## START
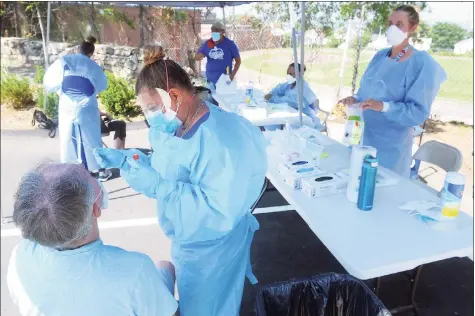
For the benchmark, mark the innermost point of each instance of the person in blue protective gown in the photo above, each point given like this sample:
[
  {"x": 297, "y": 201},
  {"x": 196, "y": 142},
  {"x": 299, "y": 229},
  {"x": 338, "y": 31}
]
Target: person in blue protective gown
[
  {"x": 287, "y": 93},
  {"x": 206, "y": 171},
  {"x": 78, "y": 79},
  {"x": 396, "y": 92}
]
## END
## START
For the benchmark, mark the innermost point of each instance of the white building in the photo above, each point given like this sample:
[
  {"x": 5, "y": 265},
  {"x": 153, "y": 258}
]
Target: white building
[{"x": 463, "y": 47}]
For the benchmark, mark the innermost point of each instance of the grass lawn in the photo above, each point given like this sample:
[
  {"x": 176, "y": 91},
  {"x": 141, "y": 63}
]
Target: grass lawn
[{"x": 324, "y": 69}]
## END
Identify each line of the data above that contains the string "given", and copy every such line in full.

▶ Task answer
For the benchmark, mark the innermost point of each instance of the person in blue protective gown in the photo above, each point given like this sample:
For the benchmark, mark the innermost point of each instance of the white building in the photo above, each point given like this sample:
For the benchmark, mark the innermost point of each instance of the grass lawn in the photo above, each point given like this sample:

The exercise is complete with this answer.